--- REQUIRED TASK ---
Type out the records that follow, exactly as given.

## START INFORMATION PROVIDED

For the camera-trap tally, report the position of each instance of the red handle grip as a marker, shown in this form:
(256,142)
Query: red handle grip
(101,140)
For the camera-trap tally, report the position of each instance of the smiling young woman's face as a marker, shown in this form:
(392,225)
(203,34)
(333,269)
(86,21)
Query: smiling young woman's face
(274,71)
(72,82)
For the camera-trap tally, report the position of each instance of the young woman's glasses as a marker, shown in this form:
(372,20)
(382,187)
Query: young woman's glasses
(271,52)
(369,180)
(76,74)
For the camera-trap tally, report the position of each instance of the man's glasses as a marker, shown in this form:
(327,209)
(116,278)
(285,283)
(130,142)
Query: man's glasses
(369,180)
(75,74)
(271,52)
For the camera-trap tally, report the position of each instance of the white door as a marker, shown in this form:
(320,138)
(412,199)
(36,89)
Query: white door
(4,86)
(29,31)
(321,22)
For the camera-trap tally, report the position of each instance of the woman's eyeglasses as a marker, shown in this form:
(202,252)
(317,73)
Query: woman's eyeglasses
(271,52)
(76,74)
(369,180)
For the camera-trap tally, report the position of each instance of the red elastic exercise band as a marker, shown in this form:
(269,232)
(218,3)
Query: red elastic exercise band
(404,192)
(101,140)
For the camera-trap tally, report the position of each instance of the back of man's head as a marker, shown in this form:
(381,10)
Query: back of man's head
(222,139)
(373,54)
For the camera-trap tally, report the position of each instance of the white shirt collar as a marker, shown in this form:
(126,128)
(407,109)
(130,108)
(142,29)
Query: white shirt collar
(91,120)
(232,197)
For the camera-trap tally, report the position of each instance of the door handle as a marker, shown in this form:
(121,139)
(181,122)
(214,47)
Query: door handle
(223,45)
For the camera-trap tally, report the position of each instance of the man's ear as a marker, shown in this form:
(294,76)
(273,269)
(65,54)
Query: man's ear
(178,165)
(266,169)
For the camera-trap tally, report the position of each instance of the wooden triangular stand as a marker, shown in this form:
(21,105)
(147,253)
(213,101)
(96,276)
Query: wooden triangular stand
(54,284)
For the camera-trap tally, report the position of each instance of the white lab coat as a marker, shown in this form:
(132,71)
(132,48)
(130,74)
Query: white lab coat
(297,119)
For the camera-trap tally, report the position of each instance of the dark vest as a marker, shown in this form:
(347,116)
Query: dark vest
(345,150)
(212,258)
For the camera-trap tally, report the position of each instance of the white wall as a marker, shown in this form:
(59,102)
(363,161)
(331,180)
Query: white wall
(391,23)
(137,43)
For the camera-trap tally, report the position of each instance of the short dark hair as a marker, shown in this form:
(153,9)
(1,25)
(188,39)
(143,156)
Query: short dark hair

## END INFORMATION PROVIDED

--- THE COMPLETED TASK ---
For the camera-trap tally, report the position of each instance of the red handle grip as a marker, shown in this form:
(256,142)
Query: red handle grip
(101,140)
For the camera-trap tally, report the position of each instance of the smiling young woman's face as a marker, shown in this form:
(392,225)
(203,34)
(333,269)
(86,21)
Query: smiling young woman's face
(274,71)
(72,82)
For the camera-trap tally, report the position of each instance of the young woman's glasses as a marker, shown in this form:
(372,20)
(382,187)
Query: young woman's glasses
(271,52)
(369,180)
(76,74)
For the camera-trap tally, report the position of each instance of the man's glasses as a marker, shown in this form:
(327,209)
(116,278)
(285,283)
(130,142)
Query: man's glasses
(369,180)
(75,74)
(271,52)
For the camera-trap tally, report the position of each instance of the white door as a marker, shown in this form:
(320,138)
(412,199)
(36,89)
Query: white door
(4,86)
(29,31)
(321,22)
For the camera-trap tally, report the position of each instance of the woman's eyeglasses as a marker, shown in this form:
(202,252)
(317,73)
Query: woman's eyeglasses
(271,52)
(76,74)
(369,180)
For the camera-trap tally, report the position of each instance of the red elastic exercise band as a marker, shown in this form:
(269,232)
(218,3)
Query: red elastic exercise band
(404,192)
(101,140)
For the camera-trap tally, report the position of each instance of the back of man's head as a marker, shown in this form:
(381,10)
Query: back of man's head
(222,139)
(373,54)
For the camera-trap tally, report the position of each instance of the white shirt collar as a marker, shown in this form:
(126,128)
(407,109)
(130,108)
(142,29)
Query: white shirt collar
(91,120)
(232,197)
For the camera-trap tally, report the position of each instance of the door handle as a marker, shown in this form:
(121,139)
(181,122)
(214,47)
Query: door handle
(223,45)
For the camera-trap tally, report the position of each instance of the man's ear as a marker, shown in this form:
(294,76)
(273,269)
(65,54)
Query: man's ear
(178,165)
(266,169)
For the camera-trap tally, report the position of each instance of the wooden triangular stand as a marker, shown in this form:
(21,105)
(147,253)
(213,101)
(96,276)
Query: wooden triangular stand
(54,284)
For the camera-trap tally, report the position of each instance of the white lab coat as a marker, shown in this form:
(132,71)
(132,48)
(130,74)
Query: white lab coat
(297,119)
For the camera-trap tally, report the position of each instance of the dark vest as a marker, shown in this form:
(347,116)
Query: dark vest
(345,150)
(212,258)
For the camera-trap tally, report the position of each instance of the white wall as a marker, shown in this form:
(59,102)
(363,161)
(331,180)
Query: white wall
(391,23)
(137,43)
For the camera-trap tally, report the position of each instance of the short dark hair as a marker, shown in this form:
(153,9)
(1,25)
(188,39)
(143,156)
Query: short dark hair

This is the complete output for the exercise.